## [Extracted records]

__________

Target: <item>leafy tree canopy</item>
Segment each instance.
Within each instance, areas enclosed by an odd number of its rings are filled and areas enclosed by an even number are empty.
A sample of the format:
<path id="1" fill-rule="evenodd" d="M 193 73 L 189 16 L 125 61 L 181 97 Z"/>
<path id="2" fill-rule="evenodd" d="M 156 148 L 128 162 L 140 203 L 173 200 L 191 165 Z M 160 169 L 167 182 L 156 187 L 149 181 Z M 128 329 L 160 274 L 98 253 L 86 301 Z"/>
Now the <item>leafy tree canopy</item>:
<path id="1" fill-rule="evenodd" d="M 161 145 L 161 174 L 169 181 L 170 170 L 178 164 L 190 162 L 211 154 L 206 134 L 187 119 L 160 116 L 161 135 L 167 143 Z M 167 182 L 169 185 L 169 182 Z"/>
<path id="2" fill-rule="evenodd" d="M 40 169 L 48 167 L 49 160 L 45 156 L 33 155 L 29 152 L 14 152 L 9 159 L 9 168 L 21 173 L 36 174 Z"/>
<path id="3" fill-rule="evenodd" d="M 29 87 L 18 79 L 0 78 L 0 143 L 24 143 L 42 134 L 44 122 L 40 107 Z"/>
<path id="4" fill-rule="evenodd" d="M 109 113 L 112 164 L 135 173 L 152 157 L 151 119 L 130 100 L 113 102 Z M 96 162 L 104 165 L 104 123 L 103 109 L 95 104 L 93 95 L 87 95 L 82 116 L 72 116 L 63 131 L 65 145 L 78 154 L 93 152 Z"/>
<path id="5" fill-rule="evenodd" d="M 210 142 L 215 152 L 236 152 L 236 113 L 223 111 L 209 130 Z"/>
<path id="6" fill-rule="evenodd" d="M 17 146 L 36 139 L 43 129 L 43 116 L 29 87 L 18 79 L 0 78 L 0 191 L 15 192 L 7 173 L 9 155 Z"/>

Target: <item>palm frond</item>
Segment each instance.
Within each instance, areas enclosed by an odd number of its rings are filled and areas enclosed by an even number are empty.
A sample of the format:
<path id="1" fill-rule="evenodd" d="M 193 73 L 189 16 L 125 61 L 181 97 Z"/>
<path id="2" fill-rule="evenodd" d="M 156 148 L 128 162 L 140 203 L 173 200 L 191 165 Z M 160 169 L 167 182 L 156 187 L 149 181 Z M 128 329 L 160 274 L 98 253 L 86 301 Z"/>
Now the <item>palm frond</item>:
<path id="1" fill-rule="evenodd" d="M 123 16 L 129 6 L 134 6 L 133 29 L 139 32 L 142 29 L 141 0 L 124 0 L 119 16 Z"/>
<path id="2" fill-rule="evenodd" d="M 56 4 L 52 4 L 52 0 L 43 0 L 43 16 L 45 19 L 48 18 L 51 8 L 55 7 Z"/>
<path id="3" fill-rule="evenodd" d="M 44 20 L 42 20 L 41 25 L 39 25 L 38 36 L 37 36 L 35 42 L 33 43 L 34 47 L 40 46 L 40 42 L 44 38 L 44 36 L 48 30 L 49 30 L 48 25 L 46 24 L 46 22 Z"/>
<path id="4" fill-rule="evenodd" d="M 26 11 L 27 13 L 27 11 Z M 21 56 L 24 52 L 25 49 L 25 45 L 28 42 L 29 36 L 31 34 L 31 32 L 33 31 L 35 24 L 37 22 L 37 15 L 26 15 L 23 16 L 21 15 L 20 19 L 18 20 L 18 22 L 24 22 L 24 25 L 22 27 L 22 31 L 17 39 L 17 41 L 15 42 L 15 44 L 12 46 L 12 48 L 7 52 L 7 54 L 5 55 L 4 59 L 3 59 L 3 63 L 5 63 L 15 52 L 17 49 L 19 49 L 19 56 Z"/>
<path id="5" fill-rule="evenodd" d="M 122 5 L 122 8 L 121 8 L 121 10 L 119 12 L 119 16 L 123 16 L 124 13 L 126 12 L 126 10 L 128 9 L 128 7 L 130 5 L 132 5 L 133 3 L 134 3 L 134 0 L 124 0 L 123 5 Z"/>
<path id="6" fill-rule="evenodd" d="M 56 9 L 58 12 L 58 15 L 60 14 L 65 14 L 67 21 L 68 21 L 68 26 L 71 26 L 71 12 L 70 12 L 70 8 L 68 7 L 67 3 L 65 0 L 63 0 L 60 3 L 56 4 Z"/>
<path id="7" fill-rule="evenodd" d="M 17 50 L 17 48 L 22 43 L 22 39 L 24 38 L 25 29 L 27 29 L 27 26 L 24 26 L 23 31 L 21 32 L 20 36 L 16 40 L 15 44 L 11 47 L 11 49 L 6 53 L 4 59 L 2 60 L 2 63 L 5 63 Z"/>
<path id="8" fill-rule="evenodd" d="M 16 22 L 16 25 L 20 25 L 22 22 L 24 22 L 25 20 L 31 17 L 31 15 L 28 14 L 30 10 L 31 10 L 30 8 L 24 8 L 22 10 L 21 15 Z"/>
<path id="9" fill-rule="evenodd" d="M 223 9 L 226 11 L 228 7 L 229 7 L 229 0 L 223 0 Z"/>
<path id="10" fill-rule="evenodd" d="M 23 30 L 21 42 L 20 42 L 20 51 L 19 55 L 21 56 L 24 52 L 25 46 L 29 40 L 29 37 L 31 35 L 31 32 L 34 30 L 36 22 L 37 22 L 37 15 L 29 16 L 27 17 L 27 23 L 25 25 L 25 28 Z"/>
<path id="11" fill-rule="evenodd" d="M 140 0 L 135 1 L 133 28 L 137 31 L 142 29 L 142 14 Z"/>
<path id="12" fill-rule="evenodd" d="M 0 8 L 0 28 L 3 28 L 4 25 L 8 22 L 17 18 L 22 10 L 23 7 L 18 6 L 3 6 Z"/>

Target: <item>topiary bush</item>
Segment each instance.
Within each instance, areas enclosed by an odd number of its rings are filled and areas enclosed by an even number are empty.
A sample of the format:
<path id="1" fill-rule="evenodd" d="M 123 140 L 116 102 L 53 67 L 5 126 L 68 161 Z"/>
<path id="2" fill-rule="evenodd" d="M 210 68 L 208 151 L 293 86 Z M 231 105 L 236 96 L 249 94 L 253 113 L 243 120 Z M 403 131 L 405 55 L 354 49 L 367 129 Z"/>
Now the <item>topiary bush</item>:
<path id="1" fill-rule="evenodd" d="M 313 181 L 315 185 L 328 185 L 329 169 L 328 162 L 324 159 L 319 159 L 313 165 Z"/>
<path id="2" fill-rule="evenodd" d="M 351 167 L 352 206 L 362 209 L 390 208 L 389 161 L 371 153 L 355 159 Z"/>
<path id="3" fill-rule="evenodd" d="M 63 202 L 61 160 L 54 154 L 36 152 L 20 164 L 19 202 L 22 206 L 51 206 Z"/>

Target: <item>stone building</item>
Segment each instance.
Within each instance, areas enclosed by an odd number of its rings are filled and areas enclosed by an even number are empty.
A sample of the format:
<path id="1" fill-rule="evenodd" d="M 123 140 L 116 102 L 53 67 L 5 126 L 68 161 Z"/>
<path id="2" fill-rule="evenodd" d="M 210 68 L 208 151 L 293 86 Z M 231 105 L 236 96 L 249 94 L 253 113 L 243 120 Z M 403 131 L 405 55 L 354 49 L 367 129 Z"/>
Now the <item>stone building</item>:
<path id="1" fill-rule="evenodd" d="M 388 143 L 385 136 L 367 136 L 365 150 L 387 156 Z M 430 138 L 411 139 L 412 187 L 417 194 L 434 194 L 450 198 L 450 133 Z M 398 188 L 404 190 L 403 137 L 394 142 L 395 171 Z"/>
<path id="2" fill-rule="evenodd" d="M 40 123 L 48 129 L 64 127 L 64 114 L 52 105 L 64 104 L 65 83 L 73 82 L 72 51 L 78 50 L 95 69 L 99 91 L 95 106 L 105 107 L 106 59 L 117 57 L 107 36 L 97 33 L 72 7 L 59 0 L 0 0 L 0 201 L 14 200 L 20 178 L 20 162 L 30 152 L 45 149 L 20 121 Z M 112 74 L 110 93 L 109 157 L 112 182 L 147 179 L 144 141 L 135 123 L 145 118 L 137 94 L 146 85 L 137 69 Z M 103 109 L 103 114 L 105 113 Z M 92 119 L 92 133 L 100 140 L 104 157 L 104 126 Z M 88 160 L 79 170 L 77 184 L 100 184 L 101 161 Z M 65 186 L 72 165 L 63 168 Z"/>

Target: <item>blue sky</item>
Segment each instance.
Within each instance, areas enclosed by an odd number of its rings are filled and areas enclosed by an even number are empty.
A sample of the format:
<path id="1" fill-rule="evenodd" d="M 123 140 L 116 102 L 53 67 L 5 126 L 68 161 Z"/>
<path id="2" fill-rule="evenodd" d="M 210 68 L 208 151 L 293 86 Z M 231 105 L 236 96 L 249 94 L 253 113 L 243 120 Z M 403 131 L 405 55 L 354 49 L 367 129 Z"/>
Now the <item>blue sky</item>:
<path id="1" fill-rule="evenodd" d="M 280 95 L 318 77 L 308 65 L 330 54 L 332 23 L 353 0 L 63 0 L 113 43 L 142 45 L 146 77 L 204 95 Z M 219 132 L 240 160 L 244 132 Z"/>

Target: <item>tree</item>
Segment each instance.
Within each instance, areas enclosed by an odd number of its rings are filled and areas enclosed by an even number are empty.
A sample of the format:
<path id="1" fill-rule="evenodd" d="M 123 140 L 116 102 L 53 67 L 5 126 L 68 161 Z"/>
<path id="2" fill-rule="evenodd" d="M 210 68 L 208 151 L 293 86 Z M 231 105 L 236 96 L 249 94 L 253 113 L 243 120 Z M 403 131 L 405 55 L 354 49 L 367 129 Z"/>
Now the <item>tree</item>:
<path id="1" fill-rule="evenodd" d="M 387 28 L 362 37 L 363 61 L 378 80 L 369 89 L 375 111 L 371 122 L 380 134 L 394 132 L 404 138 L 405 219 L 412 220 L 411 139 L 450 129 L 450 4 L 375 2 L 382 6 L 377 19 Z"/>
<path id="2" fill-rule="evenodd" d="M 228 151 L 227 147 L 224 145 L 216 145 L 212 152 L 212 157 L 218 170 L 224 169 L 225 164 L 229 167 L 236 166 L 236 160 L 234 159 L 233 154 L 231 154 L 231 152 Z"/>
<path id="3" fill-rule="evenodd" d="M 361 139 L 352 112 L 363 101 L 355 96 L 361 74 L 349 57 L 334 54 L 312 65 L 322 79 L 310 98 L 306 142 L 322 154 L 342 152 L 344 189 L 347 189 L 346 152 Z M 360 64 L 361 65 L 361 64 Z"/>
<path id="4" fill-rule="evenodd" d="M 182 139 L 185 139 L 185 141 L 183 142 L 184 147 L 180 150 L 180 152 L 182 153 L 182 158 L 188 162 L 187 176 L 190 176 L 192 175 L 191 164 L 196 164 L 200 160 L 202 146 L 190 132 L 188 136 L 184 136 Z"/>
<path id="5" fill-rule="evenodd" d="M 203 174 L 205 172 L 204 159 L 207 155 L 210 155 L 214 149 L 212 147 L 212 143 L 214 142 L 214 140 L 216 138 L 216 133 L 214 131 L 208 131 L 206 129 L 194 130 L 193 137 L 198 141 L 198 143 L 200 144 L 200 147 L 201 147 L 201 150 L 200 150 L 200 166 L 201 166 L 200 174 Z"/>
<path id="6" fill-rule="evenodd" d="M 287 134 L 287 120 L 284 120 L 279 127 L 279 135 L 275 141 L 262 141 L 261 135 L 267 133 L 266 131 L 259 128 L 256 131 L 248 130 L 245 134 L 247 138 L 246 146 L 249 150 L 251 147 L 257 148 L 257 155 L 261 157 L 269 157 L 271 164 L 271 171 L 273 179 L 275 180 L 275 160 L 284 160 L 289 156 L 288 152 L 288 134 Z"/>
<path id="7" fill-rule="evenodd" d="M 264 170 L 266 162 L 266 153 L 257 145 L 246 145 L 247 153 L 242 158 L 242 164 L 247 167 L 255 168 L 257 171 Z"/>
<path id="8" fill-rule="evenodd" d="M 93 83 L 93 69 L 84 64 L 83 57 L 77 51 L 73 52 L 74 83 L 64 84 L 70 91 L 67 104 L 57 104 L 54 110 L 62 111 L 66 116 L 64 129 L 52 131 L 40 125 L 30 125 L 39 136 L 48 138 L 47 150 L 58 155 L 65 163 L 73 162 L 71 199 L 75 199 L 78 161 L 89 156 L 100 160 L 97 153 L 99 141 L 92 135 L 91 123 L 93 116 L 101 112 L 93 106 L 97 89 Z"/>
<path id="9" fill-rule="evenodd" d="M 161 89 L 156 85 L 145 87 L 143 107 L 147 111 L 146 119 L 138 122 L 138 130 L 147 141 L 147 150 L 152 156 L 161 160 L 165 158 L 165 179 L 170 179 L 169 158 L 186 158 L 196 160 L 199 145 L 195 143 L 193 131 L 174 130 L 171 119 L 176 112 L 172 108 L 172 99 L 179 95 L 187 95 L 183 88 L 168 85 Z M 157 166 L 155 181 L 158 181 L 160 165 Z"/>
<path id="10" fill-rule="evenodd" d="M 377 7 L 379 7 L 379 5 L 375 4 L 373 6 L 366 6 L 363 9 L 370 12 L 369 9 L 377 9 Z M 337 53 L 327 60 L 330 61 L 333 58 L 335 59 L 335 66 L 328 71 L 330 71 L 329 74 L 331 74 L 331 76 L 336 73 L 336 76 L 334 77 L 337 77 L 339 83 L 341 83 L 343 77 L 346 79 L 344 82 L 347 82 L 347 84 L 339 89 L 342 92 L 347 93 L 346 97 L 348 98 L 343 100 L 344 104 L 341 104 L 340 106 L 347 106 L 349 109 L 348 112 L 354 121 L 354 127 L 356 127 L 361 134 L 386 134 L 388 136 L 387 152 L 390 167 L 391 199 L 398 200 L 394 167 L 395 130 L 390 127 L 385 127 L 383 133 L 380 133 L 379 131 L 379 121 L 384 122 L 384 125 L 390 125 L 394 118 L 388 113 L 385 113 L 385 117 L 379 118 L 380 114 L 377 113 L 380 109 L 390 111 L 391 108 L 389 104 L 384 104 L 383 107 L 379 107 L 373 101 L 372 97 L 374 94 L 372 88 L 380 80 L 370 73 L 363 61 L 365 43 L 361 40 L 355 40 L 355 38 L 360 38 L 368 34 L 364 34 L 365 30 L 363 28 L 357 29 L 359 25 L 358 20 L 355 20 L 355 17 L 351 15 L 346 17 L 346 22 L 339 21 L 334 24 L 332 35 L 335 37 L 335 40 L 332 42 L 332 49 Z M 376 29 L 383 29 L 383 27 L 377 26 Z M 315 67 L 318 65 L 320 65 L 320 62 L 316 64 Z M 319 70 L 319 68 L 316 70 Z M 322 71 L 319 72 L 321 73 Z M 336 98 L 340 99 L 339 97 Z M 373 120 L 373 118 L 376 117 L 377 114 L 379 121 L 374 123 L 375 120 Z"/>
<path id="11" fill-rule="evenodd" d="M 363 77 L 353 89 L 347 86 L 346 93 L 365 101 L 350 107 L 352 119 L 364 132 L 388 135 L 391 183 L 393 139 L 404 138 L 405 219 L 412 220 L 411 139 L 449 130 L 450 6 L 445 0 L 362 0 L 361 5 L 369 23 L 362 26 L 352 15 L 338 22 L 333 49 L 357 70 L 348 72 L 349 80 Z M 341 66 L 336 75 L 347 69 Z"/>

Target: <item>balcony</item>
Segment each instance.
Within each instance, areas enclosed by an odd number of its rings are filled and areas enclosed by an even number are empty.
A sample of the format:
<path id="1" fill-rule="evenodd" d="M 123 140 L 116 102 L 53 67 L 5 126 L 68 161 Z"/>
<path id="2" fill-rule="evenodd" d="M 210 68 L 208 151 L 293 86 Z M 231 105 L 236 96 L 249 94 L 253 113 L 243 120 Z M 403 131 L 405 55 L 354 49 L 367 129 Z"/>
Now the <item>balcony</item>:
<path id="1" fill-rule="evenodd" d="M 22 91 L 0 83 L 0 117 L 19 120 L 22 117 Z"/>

__________

## [Task instructions]
Find the lines above that contain "Target" and give their count, with nothing added.

## [Exercise answer]
7